PROVIDED ENTRIES

== Segment start ==

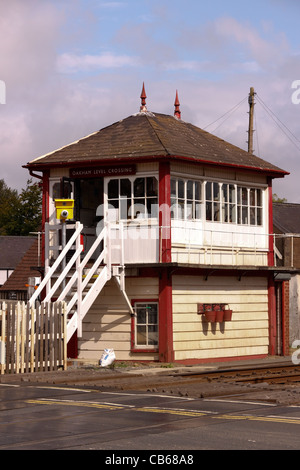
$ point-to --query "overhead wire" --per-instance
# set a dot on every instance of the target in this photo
(229, 112)
(279, 123)
(289, 134)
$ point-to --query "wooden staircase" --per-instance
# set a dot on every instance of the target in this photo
(75, 278)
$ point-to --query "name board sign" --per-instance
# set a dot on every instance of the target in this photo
(98, 172)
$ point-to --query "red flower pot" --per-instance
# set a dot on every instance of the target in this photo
(219, 315)
(227, 315)
(210, 316)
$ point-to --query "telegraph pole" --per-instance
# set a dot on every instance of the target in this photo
(251, 116)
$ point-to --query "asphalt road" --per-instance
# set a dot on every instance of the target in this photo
(48, 417)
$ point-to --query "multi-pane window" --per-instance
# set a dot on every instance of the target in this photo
(133, 198)
(212, 192)
(249, 205)
(230, 203)
(185, 199)
(146, 324)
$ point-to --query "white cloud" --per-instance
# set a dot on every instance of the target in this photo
(70, 63)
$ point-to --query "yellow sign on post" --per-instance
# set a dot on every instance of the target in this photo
(64, 208)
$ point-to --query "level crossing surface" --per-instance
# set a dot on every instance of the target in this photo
(46, 417)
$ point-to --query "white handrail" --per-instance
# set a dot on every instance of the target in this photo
(53, 268)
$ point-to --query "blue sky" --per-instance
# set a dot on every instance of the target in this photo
(72, 67)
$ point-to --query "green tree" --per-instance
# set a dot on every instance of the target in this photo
(8, 204)
(20, 214)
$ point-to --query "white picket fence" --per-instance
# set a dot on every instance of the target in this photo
(32, 339)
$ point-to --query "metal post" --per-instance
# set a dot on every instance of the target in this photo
(251, 116)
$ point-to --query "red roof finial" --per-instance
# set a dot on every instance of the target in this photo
(177, 112)
(143, 107)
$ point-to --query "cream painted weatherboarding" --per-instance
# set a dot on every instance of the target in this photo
(245, 335)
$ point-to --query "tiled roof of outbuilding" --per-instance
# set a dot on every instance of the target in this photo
(12, 250)
(150, 135)
(19, 278)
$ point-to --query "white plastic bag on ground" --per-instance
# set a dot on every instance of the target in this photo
(107, 357)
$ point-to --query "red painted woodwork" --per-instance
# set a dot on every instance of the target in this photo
(270, 224)
(165, 341)
(164, 212)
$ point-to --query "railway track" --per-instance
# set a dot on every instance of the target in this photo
(271, 374)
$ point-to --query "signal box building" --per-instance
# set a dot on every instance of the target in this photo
(167, 254)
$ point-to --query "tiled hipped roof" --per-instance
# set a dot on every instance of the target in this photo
(19, 278)
(148, 135)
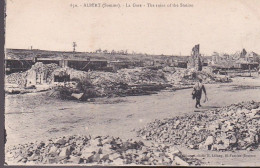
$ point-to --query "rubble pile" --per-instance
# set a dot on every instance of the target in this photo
(45, 69)
(100, 150)
(142, 76)
(234, 127)
(189, 76)
(20, 78)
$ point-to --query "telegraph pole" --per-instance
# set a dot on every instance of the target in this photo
(74, 46)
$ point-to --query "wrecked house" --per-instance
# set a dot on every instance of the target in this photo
(247, 65)
(195, 61)
(180, 64)
(14, 65)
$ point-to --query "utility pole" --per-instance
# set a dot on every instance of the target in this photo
(74, 46)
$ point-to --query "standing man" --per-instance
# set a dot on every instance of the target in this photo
(197, 91)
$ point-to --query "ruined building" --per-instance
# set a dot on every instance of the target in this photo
(195, 61)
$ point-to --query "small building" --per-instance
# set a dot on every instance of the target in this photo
(119, 64)
(247, 65)
(180, 64)
(15, 65)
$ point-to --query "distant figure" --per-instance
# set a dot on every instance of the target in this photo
(197, 91)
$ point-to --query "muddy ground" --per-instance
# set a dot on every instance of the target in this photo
(35, 116)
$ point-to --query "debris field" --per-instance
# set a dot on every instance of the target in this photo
(96, 151)
(234, 127)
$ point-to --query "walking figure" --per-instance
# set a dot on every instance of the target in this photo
(197, 91)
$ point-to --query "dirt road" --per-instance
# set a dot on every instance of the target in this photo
(31, 117)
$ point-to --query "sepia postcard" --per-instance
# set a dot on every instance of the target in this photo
(132, 83)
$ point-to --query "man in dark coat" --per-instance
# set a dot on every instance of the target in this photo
(197, 92)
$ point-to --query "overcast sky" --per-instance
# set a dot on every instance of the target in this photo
(217, 25)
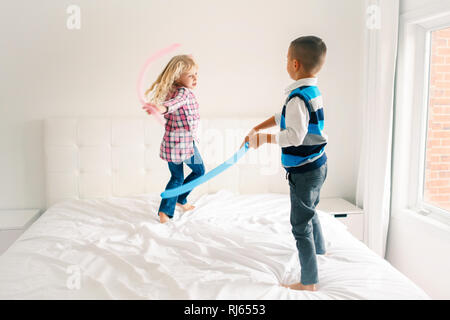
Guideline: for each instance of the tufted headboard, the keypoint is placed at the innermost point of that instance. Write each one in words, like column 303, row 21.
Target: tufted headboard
column 119, row 157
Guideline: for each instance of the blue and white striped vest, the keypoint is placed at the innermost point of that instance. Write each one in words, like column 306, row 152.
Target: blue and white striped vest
column 311, row 153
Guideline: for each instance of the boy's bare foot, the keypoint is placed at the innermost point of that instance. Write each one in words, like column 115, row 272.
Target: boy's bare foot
column 299, row 286
column 186, row 207
column 163, row 218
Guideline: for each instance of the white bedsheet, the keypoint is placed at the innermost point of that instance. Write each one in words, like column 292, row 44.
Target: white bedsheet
column 230, row 247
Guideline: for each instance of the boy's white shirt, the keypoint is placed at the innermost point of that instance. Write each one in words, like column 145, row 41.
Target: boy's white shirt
column 296, row 117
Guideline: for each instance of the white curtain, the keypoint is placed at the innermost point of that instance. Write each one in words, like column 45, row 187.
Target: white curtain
column 374, row 176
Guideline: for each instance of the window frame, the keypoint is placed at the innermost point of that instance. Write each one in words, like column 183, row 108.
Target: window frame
column 411, row 111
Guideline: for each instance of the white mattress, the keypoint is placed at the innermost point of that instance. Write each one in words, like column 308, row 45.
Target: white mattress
column 230, row 247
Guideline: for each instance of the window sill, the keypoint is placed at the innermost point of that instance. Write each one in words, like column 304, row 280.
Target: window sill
column 432, row 219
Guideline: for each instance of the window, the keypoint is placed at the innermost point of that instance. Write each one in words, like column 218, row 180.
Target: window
column 421, row 137
column 436, row 187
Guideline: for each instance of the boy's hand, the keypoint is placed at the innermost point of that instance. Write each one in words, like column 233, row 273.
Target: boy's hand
column 247, row 137
column 255, row 140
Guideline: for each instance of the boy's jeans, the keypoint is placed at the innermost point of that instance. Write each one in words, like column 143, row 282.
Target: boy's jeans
column 305, row 193
column 177, row 179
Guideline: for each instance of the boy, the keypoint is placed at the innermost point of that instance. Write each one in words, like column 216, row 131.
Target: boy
column 302, row 141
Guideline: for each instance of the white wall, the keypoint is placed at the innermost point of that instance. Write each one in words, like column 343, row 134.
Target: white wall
column 49, row 71
column 417, row 246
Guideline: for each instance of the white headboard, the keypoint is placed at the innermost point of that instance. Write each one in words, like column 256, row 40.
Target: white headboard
column 119, row 157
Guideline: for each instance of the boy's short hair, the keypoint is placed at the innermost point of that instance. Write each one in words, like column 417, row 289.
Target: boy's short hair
column 310, row 51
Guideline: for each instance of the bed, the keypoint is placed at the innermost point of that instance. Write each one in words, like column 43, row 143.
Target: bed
column 100, row 237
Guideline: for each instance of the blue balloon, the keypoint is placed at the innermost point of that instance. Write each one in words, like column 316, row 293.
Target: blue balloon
column 211, row 174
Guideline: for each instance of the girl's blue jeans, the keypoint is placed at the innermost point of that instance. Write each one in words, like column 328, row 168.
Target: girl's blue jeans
column 305, row 193
column 177, row 179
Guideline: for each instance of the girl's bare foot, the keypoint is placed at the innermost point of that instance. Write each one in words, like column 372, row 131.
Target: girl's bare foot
column 299, row 286
column 163, row 218
column 186, row 207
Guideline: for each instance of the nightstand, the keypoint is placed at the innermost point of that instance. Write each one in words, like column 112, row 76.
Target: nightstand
column 13, row 223
column 346, row 212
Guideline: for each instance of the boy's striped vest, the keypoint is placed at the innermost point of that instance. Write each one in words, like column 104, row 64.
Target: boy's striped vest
column 311, row 153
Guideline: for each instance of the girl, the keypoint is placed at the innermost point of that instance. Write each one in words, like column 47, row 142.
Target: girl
column 172, row 95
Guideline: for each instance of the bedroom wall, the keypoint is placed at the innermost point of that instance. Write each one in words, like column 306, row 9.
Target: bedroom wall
column 419, row 246
column 48, row 70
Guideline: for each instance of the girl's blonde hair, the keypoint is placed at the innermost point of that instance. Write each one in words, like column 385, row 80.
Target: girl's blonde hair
column 166, row 81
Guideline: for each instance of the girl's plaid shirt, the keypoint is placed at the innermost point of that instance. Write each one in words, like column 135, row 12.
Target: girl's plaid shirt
column 182, row 121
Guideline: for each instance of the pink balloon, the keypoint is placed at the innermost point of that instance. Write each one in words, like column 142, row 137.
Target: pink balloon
column 147, row 106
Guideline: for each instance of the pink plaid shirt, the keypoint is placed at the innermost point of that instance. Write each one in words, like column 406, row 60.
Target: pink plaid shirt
column 182, row 121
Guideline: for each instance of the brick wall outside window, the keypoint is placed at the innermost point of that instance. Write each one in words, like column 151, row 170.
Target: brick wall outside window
column 437, row 172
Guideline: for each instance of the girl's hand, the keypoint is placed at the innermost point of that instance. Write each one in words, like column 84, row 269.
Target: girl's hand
column 151, row 107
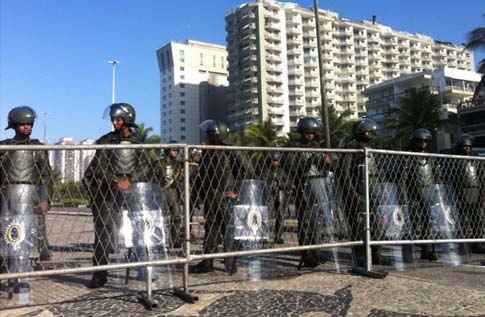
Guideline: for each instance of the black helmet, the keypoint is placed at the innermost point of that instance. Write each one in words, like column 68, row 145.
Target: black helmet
column 123, row 110
column 465, row 140
column 308, row 125
column 211, row 127
column 19, row 115
column 365, row 126
column 422, row 134
column 168, row 149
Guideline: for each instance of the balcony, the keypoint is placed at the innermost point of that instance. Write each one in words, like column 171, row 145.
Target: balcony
column 274, row 100
column 294, row 71
column 295, row 82
column 295, row 92
column 273, row 79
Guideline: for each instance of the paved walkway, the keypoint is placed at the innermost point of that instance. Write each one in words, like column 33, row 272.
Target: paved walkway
column 426, row 290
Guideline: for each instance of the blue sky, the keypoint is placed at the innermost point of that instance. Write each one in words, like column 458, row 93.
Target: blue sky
column 53, row 54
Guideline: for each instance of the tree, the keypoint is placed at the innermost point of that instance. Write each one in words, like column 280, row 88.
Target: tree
column 419, row 108
column 340, row 125
column 147, row 134
column 263, row 134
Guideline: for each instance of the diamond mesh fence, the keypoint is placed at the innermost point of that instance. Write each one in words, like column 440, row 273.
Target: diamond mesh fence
column 434, row 200
column 85, row 207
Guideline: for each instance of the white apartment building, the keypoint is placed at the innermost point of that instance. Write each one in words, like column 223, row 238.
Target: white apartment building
column 71, row 164
column 183, row 68
column 273, row 61
column 453, row 85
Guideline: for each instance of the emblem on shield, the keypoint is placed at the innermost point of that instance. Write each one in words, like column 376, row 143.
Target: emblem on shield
column 14, row 234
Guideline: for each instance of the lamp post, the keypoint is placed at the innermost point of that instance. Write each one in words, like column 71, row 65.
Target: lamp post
column 113, row 63
column 316, row 7
column 45, row 127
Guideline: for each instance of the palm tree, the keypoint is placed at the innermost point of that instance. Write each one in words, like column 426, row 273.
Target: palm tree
column 263, row 134
column 147, row 134
column 419, row 108
column 340, row 125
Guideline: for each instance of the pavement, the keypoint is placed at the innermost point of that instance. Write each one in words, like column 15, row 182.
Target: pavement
column 269, row 286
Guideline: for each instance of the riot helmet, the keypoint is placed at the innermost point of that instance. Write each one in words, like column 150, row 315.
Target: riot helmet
column 421, row 139
column 121, row 110
column 365, row 130
column 168, row 149
column 308, row 125
column 21, row 115
column 465, row 144
column 213, row 131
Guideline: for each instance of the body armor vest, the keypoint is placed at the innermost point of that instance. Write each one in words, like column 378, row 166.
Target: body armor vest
column 424, row 173
column 20, row 167
column 124, row 160
column 470, row 175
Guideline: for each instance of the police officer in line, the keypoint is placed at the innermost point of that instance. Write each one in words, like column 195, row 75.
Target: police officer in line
column 173, row 180
column 279, row 188
column 421, row 173
column 25, row 182
column 299, row 167
column 216, row 188
column 468, row 185
column 353, row 182
column 110, row 173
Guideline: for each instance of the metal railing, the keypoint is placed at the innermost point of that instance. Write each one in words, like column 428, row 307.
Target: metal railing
column 228, row 202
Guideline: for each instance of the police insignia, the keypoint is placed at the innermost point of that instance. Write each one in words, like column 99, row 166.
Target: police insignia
column 14, row 234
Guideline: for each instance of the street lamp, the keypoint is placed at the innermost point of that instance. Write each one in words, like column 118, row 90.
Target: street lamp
column 113, row 63
column 45, row 126
column 316, row 7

== Segment end ==

TASK
If the word "tiled" appears in a line above, copy that line.

TASK RESPONSE
$ point-to --query "tiled roof of outbuilding" --per-instance
$ point-to --query "tiled hipped roof" --per-instance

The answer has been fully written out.